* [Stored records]

▶

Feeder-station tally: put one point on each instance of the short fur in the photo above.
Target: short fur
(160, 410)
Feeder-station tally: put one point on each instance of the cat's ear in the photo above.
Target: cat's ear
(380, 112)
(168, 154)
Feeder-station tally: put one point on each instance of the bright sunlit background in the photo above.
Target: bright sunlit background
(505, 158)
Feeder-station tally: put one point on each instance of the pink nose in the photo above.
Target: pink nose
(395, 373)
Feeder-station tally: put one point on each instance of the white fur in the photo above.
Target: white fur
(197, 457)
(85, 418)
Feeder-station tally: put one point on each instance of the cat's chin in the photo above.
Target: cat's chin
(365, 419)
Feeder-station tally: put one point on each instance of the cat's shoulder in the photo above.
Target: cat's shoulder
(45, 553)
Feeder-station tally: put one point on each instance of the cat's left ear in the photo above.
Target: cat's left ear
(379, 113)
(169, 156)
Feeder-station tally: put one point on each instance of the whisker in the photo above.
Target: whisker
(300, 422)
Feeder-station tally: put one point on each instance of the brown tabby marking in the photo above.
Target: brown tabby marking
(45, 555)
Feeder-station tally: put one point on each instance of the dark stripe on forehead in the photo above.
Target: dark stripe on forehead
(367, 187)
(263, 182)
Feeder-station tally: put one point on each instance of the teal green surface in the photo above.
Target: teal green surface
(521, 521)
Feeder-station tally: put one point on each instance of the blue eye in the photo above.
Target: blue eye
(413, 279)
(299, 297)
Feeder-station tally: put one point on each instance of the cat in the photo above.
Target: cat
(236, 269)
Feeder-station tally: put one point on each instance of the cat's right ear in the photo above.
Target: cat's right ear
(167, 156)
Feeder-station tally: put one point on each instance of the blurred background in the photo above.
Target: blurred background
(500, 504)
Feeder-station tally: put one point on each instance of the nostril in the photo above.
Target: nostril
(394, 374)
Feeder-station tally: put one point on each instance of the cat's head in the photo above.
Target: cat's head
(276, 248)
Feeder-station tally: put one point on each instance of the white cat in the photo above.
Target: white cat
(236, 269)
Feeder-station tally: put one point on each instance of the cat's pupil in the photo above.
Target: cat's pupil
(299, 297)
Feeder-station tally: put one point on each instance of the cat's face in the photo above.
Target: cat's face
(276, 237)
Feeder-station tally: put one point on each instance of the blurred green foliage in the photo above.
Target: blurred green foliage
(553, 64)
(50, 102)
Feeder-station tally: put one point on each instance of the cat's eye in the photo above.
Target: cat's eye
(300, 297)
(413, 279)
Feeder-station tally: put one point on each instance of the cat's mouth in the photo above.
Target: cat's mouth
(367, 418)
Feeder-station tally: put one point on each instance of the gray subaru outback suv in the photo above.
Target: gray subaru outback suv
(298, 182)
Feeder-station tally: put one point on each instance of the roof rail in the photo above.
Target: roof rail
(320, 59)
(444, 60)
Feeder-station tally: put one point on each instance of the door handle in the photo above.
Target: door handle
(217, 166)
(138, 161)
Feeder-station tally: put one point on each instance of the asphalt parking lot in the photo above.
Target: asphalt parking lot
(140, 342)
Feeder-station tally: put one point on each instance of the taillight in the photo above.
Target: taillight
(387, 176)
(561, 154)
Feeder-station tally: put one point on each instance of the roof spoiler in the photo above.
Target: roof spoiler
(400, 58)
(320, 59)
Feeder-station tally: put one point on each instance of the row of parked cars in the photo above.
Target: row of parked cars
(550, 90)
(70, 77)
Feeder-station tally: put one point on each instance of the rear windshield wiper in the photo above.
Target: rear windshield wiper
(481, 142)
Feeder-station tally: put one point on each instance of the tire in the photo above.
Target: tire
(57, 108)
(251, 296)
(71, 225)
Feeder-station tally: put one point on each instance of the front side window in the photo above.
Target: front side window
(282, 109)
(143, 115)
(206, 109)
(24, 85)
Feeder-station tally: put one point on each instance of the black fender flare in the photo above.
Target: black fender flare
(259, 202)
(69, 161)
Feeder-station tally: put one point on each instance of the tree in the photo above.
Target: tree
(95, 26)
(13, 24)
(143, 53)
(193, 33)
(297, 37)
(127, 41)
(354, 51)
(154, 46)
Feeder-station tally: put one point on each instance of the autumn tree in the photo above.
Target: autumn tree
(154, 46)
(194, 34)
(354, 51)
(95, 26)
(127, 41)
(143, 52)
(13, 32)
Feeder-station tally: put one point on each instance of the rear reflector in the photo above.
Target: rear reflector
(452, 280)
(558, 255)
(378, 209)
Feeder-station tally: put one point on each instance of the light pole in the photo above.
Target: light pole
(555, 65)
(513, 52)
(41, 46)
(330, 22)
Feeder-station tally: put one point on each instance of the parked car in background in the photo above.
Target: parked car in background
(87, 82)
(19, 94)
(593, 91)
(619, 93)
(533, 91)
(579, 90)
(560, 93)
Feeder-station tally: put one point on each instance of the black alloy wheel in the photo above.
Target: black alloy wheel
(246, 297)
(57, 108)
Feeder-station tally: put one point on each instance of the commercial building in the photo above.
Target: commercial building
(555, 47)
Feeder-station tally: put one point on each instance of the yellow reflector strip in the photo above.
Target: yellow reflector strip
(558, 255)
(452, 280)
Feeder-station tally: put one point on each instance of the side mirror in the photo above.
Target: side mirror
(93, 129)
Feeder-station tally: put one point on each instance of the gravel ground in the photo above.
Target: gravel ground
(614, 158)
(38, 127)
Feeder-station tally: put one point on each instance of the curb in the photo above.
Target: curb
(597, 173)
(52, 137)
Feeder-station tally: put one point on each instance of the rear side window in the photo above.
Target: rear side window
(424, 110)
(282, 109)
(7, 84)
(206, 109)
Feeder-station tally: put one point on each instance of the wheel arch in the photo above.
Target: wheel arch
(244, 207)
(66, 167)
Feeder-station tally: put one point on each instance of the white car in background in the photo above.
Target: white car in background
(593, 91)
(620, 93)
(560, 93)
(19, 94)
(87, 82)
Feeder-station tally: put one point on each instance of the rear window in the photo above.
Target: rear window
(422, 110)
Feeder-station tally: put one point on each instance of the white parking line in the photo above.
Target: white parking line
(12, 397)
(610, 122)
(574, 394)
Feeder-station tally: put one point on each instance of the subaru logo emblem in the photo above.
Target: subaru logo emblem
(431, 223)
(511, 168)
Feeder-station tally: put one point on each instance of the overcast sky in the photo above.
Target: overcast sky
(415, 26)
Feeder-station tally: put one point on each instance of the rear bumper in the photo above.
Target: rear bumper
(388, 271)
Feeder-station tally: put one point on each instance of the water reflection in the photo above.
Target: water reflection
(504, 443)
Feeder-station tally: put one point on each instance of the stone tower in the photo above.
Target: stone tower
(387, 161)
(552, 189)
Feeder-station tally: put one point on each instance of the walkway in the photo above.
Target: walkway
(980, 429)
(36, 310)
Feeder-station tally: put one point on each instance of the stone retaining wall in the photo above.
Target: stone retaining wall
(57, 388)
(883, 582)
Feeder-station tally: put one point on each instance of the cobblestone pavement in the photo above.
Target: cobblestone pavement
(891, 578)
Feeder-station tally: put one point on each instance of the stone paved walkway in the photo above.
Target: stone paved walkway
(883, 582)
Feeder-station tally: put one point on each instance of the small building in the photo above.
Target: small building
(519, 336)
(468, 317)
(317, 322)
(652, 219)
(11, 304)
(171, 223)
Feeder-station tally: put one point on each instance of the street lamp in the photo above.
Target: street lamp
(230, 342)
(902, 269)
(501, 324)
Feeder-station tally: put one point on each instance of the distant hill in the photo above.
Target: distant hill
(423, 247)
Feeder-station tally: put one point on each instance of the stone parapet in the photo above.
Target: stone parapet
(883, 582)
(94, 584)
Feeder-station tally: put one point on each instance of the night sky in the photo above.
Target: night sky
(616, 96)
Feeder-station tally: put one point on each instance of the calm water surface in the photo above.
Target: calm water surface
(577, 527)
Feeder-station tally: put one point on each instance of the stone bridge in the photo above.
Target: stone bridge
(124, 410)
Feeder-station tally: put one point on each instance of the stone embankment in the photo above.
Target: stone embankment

◀

* [CHALLENGE] Reproduce exactly the lines from the one containing "tower in the photo above." through the last line of the records above, including both, and nothing else.

* [THE SOLUTION]
Feeder-station tally: put one point on each instance of the stone tower in the photo above.
Target: stone tower
(387, 161)
(552, 189)
Feeder-station tally: put one point on each instance of the walkway in the photo above.
Target: walkway
(980, 429)
(36, 310)
Feeder-station tally: put one point on each instance of the stone retaining wall in the photo above.
Target: stone retaining wall
(57, 388)
(883, 582)
Feeder-station tally: put one point on each instance of the cobblestone pavement in the photo above.
Target: cobblestone pavement
(891, 578)
Feeder-station tally: put one point on each instance of the stone paved walkway in the photo above.
Target: stone paved walkway
(883, 582)
Feeder-station tally: put one point on each instance of the small building in the photo above.
Target: small building
(519, 336)
(468, 317)
(317, 322)
(652, 219)
(11, 304)
(171, 223)
Feeder-station tally: put one point on each instance of the street lamp in the photo above.
Target: street lamp
(230, 342)
(902, 269)
(501, 324)
Feeder-station tally: put one point on each instance of the distant hill in the photo above.
Target: distant hill
(423, 247)
Feeder-station tally: put one point on each instance of the stone parapet in the photo above.
Target: stone parapet
(883, 582)
(94, 584)
Feeder-station tally: put one point on each instance of the night sky in the photo above.
Target: night sky
(616, 96)
Feeder-station tally: put one point on each instance of the calm water surface in the photo above.
Target: calm water surface
(577, 527)
Feeder-station tally: put one point on each instance of the stone bridge in the photo above.
Target: stone bridge
(124, 410)
Feeder-station tally: put one point on each instance of the stone embankment in the photo above.
Target: stone embankment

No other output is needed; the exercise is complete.